O Tripé de sustentação da Malunga
Remineralizadores: Pioneira no uso de pó de rochas desde 1998 Microrganismos: Biofábrica própria que produz 50 fórmulas de bioinsumos compartilhadas abertamente. Plantas de cobertura: “Blends” vegetais que protegem e nutrem o solo
Educação como missão
Nesse sentido e sempre buscando a inovação, a Malunga está se consolidando como um centro de treinamento e uma escola viva, onde a teoria é comprovada na prática cotidiana, em um laboratório a céu aberto, onde são testados constantemente novos compostos e manejos, inclusive a produção de novas variedades como, por exemplo, a cevada orgânica, que irá alimentar uma planta de cerveja artesanal.

※

* _O que fazer_: Reescreva o trecho do texto sobre a Malunga que começa em "O Tripé de sustentação" e termina em "de cerveja artesanal.", substituindo "cevada" por "aveia". As linhas abaixo são material independente do texto.

※

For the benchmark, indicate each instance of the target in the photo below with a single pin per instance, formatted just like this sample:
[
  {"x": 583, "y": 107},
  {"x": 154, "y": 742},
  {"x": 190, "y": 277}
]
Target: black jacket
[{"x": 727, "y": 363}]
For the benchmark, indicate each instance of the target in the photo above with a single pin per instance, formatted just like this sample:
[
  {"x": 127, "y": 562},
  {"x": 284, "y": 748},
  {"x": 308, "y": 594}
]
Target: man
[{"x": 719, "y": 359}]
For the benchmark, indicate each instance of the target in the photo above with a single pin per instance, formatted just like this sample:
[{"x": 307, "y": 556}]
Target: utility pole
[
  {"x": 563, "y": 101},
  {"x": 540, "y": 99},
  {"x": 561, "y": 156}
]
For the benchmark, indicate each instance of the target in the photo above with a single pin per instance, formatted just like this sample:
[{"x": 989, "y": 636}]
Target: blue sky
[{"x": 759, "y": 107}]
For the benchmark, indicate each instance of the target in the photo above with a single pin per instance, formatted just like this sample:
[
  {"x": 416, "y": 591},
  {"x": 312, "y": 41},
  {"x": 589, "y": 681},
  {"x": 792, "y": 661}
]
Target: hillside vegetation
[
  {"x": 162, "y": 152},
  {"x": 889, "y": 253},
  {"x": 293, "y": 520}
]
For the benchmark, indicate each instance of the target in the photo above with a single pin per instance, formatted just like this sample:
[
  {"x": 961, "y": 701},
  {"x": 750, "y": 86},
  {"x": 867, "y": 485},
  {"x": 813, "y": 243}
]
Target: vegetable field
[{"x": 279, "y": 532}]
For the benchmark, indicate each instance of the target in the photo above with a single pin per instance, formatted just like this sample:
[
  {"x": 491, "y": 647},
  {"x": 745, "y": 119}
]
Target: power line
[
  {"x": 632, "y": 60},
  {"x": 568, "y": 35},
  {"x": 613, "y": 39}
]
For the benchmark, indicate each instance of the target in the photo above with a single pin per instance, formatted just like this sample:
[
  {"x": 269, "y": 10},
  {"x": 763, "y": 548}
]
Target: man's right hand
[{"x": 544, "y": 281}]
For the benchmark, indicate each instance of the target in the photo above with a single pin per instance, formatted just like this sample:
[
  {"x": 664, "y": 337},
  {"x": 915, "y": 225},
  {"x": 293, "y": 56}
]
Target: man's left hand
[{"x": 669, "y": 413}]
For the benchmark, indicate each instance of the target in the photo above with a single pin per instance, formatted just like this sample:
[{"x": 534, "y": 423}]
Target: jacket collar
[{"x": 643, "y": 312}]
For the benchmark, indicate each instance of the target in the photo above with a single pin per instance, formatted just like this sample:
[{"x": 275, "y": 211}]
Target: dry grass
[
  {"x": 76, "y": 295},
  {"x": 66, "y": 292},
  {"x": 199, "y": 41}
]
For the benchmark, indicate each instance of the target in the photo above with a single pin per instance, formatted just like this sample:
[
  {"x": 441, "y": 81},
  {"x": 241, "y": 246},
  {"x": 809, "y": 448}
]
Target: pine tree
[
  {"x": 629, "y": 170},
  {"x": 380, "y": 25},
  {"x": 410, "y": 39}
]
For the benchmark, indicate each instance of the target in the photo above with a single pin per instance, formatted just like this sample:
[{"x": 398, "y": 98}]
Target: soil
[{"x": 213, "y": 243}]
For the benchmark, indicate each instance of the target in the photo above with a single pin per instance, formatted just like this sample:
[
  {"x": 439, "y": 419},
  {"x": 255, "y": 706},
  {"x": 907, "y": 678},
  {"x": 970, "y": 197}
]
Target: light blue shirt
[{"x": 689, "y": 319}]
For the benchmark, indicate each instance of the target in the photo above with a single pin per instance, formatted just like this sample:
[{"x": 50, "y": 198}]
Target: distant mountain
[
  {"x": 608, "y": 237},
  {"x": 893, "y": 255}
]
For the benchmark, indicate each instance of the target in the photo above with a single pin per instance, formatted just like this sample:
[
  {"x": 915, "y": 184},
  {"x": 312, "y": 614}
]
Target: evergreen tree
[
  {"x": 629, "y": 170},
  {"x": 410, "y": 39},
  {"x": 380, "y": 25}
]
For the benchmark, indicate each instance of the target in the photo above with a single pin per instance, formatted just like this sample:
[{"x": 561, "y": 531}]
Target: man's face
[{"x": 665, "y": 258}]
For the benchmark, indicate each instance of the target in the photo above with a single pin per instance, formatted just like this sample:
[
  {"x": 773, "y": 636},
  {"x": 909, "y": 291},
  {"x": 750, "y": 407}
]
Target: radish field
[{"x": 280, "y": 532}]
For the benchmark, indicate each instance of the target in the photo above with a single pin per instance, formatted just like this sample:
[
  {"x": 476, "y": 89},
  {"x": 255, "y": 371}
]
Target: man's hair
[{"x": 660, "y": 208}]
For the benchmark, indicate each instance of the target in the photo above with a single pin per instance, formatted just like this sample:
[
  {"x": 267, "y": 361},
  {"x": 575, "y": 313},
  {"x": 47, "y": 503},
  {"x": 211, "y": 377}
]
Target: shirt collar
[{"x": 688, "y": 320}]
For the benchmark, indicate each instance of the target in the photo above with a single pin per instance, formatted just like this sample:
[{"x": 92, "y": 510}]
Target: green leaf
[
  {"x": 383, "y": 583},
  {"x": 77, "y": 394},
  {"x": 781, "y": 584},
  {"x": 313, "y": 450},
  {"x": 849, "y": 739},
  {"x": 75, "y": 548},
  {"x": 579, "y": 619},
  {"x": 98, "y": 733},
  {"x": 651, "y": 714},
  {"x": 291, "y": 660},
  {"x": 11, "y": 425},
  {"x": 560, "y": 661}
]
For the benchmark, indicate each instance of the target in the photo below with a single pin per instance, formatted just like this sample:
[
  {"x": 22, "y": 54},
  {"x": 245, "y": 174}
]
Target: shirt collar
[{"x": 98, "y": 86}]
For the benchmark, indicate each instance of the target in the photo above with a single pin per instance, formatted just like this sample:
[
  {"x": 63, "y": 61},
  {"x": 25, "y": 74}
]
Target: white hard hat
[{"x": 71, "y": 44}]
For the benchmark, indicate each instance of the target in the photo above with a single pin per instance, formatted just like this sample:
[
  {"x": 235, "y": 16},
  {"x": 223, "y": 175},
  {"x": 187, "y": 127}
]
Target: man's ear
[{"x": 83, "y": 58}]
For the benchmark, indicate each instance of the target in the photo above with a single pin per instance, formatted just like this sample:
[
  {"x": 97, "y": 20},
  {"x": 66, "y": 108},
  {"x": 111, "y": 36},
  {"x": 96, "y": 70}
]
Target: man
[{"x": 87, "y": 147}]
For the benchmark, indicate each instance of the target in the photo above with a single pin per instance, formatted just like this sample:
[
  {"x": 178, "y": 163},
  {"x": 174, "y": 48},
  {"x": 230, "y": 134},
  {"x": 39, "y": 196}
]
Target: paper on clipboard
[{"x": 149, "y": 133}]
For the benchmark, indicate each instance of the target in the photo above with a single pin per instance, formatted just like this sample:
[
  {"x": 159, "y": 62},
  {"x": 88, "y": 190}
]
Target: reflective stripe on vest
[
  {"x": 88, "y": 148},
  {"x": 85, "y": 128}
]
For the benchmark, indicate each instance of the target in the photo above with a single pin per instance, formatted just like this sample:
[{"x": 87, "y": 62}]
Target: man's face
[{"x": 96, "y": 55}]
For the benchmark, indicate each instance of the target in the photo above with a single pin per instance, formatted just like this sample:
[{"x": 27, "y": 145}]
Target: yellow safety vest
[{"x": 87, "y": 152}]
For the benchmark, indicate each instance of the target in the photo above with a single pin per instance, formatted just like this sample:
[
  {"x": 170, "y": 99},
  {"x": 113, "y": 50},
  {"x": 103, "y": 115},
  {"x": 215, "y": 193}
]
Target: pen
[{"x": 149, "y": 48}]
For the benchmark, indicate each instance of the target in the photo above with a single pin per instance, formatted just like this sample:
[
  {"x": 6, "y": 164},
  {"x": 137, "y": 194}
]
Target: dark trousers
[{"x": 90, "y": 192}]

※

* _Resultado_:
O Tripé de sustentação da Malunga
Remineralizadores: Pioneira no uso de pó de rochas desde 1998 Microrganismos: Biofábrica própria que produz 50 fórmulas de bioinsumos compartilhadas abertamente. Plantas de cobertura: “Blends” vegetais que protegem e nutrem o solo
Educação como missão
Nesse sentido e sempre buscando a inovação, a Malunga está se consolidando como um centro de treinamento e uma escola viva, onde a teoria é comprovada na prática cotidiana, em um laboratório a céu aberto, onde são testados constantemente novos compostos e manejos, inclusive a produção de novas variedades como, por exemplo, a aveia orgânica, que irá alimentar uma planta de cerveja artesanal.